** Opening DATASET ENTRIES block **

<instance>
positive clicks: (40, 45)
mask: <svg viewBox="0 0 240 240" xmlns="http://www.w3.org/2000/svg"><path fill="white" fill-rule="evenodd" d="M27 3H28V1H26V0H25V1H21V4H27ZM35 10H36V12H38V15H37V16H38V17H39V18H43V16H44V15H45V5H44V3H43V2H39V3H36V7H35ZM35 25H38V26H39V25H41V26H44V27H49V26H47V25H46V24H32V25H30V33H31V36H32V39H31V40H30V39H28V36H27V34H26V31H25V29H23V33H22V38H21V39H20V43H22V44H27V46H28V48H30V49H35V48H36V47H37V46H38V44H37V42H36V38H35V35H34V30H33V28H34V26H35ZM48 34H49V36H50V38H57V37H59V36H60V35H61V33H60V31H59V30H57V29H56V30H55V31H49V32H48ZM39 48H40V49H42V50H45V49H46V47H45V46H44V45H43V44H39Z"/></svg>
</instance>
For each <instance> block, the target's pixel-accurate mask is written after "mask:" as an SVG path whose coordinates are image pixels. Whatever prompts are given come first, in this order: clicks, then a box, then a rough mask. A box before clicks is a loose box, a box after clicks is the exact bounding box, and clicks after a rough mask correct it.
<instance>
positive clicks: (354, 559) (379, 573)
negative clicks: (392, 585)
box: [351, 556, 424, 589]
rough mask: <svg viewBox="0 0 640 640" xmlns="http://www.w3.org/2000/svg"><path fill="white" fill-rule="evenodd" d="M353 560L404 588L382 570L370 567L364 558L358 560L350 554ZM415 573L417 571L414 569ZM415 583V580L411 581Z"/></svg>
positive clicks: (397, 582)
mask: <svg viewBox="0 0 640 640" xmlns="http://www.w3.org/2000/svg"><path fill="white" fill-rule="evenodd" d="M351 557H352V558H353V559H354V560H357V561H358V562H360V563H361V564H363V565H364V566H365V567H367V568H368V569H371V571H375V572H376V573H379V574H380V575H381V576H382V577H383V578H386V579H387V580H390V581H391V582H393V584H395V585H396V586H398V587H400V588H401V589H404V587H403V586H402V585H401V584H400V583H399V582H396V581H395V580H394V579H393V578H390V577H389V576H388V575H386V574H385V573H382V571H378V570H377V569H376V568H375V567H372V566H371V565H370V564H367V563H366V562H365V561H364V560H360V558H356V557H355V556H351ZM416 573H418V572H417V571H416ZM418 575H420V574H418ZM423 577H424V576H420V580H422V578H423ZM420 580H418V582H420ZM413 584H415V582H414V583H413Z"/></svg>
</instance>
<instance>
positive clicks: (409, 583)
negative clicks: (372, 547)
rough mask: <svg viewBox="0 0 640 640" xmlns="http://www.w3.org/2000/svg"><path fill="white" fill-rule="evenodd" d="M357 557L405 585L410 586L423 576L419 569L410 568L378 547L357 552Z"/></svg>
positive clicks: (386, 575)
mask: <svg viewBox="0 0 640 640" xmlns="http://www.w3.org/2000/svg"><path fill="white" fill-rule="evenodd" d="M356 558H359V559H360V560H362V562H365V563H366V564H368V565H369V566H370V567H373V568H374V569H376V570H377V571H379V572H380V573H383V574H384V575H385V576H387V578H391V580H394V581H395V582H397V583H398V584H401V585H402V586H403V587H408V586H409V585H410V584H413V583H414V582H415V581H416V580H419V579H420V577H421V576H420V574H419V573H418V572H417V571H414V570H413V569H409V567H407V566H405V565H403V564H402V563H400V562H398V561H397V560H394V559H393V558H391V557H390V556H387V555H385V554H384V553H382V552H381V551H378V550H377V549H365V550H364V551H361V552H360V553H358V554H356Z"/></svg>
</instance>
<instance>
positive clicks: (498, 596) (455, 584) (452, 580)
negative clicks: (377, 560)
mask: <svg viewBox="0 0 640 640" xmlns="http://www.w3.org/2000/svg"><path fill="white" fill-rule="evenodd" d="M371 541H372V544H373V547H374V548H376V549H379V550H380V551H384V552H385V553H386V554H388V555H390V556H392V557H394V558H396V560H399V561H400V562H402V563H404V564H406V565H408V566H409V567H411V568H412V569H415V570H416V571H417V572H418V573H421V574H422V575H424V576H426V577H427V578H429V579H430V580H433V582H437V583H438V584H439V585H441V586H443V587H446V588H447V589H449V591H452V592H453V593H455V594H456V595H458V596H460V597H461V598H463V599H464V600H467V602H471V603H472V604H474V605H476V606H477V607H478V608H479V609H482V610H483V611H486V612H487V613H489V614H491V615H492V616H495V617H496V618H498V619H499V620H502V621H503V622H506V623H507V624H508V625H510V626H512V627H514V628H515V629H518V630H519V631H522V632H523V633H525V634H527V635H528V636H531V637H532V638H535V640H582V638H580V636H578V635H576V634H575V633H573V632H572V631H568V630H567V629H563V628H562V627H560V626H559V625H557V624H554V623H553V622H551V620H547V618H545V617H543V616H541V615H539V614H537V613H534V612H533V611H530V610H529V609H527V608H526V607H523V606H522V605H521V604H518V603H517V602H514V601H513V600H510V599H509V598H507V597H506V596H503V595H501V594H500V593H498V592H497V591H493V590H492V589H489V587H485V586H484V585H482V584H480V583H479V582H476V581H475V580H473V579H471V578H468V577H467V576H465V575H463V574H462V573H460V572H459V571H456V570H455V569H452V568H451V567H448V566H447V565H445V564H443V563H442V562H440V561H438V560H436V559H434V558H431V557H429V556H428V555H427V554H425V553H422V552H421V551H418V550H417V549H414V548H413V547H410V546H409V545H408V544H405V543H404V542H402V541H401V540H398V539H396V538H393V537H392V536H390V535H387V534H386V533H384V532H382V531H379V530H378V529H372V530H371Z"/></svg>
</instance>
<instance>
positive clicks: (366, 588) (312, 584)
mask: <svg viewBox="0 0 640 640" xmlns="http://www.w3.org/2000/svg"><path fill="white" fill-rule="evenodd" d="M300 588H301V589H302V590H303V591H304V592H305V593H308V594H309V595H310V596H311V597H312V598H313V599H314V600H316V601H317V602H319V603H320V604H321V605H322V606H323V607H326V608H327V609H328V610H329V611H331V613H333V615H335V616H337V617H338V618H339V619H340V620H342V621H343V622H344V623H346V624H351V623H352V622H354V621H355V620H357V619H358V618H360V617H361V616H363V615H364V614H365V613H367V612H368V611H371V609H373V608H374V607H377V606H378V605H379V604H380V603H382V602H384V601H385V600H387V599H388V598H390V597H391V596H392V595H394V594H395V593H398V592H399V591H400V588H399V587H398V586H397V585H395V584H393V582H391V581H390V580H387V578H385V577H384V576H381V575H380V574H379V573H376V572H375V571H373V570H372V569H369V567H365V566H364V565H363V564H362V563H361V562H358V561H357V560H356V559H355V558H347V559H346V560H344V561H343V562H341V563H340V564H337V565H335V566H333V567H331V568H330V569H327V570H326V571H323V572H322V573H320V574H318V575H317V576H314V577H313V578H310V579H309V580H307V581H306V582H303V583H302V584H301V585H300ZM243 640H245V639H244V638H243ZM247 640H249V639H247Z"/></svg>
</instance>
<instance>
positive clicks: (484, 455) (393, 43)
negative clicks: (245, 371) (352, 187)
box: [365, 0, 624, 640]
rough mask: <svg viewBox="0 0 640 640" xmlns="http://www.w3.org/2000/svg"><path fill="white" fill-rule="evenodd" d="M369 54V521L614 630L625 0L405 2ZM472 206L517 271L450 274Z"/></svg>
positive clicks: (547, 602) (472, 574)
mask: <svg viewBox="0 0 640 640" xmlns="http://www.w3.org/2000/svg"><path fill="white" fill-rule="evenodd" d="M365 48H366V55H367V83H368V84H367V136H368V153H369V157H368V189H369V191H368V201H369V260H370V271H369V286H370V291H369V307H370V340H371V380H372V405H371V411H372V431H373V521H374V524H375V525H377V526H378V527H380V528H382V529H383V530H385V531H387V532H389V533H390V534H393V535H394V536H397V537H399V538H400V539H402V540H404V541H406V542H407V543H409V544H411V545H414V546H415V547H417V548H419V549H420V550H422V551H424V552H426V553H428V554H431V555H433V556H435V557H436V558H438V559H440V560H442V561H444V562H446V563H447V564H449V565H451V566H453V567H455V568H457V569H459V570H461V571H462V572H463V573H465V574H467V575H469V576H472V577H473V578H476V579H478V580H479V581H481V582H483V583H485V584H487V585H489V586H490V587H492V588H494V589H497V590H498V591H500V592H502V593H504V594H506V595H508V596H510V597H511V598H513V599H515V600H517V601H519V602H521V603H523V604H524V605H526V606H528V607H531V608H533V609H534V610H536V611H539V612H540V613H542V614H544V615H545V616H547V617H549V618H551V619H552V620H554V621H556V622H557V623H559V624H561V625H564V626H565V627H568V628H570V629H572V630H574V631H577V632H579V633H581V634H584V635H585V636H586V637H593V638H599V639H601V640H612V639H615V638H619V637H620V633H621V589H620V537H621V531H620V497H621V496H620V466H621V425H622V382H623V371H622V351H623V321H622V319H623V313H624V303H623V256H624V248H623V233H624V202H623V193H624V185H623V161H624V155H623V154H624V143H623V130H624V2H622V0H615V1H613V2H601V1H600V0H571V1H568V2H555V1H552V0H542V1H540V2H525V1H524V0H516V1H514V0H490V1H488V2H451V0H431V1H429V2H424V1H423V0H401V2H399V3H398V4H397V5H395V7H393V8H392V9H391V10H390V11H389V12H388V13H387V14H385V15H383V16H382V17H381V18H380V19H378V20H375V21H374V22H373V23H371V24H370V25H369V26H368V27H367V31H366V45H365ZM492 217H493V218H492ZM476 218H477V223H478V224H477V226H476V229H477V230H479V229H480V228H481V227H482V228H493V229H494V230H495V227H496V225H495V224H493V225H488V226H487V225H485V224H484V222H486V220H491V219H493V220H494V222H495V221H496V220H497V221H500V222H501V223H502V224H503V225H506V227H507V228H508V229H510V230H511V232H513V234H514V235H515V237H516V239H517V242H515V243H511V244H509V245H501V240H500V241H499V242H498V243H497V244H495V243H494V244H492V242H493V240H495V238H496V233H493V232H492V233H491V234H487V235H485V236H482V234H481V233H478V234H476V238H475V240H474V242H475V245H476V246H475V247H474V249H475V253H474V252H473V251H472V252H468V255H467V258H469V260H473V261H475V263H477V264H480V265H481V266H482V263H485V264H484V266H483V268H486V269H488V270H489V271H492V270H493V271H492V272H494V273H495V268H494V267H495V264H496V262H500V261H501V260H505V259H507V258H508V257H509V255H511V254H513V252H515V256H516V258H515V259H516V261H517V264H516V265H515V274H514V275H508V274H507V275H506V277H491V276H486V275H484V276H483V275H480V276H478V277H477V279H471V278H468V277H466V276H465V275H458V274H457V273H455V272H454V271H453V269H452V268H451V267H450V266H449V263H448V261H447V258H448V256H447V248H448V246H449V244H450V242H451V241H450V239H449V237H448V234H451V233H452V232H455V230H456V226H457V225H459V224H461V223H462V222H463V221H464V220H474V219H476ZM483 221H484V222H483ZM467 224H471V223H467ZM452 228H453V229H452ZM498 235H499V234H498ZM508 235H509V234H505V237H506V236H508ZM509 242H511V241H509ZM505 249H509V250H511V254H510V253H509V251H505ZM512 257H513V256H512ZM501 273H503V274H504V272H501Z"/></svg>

** Closing DATASET ENTRIES block **

WHAT YOU SHOULD DO: Note each line of the entries that has "rough" in it, and copy those lines.

ANSWER SPACE:
For each <instance> block, the target's pixel-accurate mask is written after "mask:" as an SVG path whose coordinates are image pixels. Whatever prompts are given come first, in this order: clicks, then a box, then a rough mask. A box before clicks is a loose box, a box after clicks is the exact bounding box, and clicks after a rough mask correct it.
rough mask: <svg viewBox="0 0 640 640" xmlns="http://www.w3.org/2000/svg"><path fill="white" fill-rule="evenodd" d="M353 560L404 588L382 570L370 567L364 558L358 560L350 554ZM415 573L417 571L414 569ZM415 583V580L411 581Z"/></svg>
rough mask: <svg viewBox="0 0 640 640" xmlns="http://www.w3.org/2000/svg"><path fill="white" fill-rule="evenodd" d="M357 557L405 585L410 586L423 576L419 569L410 568L378 547L357 552Z"/></svg>
rough mask: <svg viewBox="0 0 640 640" xmlns="http://www.w3.org/2000/svg"><path fill="white" fill-rule="evenodd" d="M369 54V521L614 630L625 0L405 2ZM472 206L517 271L450 274Z"/></svg>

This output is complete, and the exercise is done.